=== Trecho da página ===
Capilaroscopia Periungueal (CPU)
A CPU é um método de imagem não invasivo para avaliação da microcirculação periférica. O padrão SD caracteriza-se por:
- Precoces (doença ativa): Capilares dilatados/megacapilares e microhemorragias.
- Avançada (dano vascular): Áreas de desvascularização capilar e capilares ramificados/arbustos.
Formas Clínicas
As formas clássicas de apresentação da ES são:
- Cutânea Limitada: Espessamento cutâneo restrito às extremidades dos membros e face, associado ao anticorpo anticentrômero e hipertensão arterial pulmonar (HAP).
- Cutânea Difusa: Espessamento cutâneo precoce estendendo-se pela região proximal dos membros e tronco, fibrose pulmonar, crise renal esclerodérmica, anticorpos anti-Scl70 e anti-RNA polimerase III.
- Sine Scleroderma: Achados clínicos e laboratoriais típicos da ES sem envolvimento cutâneo.
Manifestações Clínicas
- Pele: Fases edematosa, indurativa e atrófica, com espessamento cutâneo, calcinose, telangiectasias, úlceras, alterações de pigmentação, prurido intenso.
- Vascular: Fenômeno de Raynaud (FRy), microulcerações isquêmicas, gangrena.
- Articular: Poliartralgia, artrite, tenossinovites, contraturas em flexão, crepitação tendínea, reabsorção óssea (acrosteólise), fraqueza muscular.
- Trato Gastrointestinal: Dismotilidade esofágica, síndrome de má absorção, pseudo-obstrução intestinal.
- Pulmões: Doença intersticial pulmonar (dispneia progressiva, tosse seca, dor pleurítica), hipertensão arterial pulmonar.

=== O que fazer ===
1 > Transcreva o trecho da página de "- Avançada (dano" até "microulcerações isquêmicas, gangrena.".
2 > Diga se cada afirmação concorda com o trecho da página, respondendo sim ou não e citando as palavras do trecho que decidem a resposta.
(a) A CPU é um método de imagem invasivo.
(b) A forma cutânea limitada está associada ao anticorpo anticentrômero.
(c) Na forma sine scleroderma há envolvimento cutâneo.
3 > Responda com base no trecho da página:
(a) O que caracteriza a fase avançada do padrão SD?
(b) Quais fases da pele são mencionadas?
(c) Quais manifestações vasculares são listadas?

=== Os registros ===
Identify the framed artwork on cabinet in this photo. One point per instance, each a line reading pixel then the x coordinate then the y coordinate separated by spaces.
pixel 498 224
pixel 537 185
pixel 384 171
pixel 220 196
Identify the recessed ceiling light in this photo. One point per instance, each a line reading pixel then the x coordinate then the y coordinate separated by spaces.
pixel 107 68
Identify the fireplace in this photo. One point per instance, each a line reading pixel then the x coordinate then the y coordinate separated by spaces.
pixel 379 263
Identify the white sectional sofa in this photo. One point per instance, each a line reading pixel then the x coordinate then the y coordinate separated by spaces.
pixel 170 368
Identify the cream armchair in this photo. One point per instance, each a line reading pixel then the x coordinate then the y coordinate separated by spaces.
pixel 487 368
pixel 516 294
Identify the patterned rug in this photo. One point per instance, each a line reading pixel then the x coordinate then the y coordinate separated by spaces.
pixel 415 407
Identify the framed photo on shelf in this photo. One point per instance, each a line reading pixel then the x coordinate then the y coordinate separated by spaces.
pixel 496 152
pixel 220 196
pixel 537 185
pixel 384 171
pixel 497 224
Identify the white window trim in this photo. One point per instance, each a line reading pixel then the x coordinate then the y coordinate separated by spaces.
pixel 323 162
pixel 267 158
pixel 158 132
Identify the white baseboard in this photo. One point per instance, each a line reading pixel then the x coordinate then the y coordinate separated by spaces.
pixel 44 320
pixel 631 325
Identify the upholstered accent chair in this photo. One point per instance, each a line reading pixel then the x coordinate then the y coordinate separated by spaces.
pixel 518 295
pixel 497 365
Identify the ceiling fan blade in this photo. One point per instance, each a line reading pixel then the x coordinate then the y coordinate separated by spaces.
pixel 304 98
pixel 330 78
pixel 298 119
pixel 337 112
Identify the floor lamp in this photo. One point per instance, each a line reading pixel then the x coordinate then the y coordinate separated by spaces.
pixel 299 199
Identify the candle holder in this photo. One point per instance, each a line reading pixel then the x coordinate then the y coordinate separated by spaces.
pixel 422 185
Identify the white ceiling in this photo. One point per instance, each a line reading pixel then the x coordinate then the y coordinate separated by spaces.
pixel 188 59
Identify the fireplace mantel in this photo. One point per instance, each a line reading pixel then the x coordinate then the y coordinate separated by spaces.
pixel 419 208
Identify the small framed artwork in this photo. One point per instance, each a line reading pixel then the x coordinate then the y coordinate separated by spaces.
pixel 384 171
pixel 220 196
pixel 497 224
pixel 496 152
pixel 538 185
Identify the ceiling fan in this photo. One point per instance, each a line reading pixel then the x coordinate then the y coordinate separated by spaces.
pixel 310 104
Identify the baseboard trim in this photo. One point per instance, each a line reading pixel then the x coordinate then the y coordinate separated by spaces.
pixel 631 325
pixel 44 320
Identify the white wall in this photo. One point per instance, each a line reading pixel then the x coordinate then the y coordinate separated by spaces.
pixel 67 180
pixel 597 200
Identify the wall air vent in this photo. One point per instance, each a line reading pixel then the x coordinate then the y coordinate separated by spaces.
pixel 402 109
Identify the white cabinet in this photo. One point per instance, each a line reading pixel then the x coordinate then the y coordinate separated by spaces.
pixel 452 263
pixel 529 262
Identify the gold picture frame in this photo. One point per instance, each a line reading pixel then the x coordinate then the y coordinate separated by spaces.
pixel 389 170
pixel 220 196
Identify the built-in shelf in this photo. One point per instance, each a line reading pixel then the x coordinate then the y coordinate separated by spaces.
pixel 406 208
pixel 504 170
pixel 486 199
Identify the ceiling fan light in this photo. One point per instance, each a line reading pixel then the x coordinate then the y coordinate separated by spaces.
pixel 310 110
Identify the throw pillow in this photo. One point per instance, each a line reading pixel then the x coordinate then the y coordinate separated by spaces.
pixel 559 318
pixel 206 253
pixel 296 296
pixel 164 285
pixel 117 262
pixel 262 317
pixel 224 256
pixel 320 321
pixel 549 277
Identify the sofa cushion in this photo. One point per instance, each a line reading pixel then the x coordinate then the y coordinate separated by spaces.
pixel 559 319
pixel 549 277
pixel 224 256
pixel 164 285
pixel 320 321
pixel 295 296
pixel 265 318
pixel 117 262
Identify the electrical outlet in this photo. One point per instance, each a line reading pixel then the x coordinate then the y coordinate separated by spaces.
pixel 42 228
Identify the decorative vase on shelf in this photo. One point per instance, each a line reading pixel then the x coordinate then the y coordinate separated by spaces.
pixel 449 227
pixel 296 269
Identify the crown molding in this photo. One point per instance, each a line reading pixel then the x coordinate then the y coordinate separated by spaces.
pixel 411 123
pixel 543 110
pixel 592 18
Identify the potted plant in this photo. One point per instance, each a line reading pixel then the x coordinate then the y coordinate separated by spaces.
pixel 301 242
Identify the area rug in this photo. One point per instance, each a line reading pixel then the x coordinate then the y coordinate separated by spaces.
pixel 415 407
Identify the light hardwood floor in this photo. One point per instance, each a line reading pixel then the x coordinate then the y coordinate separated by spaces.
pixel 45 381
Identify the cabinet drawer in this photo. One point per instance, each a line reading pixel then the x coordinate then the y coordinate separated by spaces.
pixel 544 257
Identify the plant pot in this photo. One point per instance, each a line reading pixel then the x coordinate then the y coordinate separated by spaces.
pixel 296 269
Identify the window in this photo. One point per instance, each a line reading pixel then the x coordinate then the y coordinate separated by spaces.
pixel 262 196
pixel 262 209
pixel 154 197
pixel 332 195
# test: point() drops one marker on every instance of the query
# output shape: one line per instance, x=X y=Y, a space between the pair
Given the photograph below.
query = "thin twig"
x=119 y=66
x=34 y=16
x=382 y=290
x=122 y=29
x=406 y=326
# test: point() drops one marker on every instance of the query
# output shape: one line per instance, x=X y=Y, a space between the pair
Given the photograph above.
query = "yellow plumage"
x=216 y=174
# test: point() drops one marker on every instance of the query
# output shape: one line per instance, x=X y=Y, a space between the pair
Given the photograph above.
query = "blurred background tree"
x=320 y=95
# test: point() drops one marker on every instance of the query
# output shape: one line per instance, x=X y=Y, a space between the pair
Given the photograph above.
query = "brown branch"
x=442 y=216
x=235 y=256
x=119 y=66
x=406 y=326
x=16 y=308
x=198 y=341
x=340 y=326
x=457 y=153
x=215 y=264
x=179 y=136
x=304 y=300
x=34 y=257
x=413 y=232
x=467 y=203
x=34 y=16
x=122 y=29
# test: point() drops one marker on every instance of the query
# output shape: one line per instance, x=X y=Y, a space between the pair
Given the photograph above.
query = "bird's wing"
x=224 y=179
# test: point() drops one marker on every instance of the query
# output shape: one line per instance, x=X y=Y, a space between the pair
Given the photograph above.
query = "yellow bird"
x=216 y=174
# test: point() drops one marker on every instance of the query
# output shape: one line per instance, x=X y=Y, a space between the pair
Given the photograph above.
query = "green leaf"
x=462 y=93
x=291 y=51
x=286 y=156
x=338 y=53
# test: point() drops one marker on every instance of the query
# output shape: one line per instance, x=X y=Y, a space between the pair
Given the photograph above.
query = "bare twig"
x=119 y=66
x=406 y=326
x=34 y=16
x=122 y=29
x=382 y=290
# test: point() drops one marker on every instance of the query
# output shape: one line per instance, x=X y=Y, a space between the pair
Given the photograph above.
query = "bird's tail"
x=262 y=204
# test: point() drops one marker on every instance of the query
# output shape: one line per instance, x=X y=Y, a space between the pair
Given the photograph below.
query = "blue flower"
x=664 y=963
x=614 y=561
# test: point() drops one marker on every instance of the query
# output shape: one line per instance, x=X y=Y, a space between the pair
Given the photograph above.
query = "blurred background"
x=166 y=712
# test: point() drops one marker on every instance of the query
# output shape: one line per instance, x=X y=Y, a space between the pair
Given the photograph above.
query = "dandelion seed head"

=== Exercício resolvido ===
1 >
- Avançada (dano vascular): Áreas de desvascularização capilar e capilares ramificados/arbustos.
Formas Clínicas
As formas clássicas de apresentação da ES são:
- Cutânea Limitada: Espessamento cutâneo restrito às extremidades dos membros e face, associado ao anticorpo anticentrômero e hipertensão arterial pulmonar (HAP).
- Cutânea Difusa: Espessamento cutâneo precoce estendendo-se pela região proximal dos membros e tronco, fibrose pulmonar, crise renal esclerodérmica, anticorpos anti-Scl70 e anti-RNA polimerase III.
- Sine Scleroderma: Achados clínicos e laboratoriais típicos da ES sem envolvimento cutâneo.
Manifestações Clínicas
- Pele: Fases edematosa, indurativa e atrófica, com espessamento cutâneo, calcinose, telangiectasias, úlceras, alterações de pigmentação, prurido intenso.
- Vascular: Fenômeno de Raynaud (FRy), microulcerações isquêmicas, gangrena.

2 >
(a) Não: "método de imagem não invasivo".
(b) Sim: "associado ao anticorpo anticentrômero".
(c) Não: "sem envolvimento cutâneo".

3 >
(a) Áreas de desvascularização capilar e capilares ramificados/arbustos.
(b) Edematosa, indurativa e atrófica.
(c) Fenômeno de Raynaud (FRy), microulcerações isquêmicas e gangrena.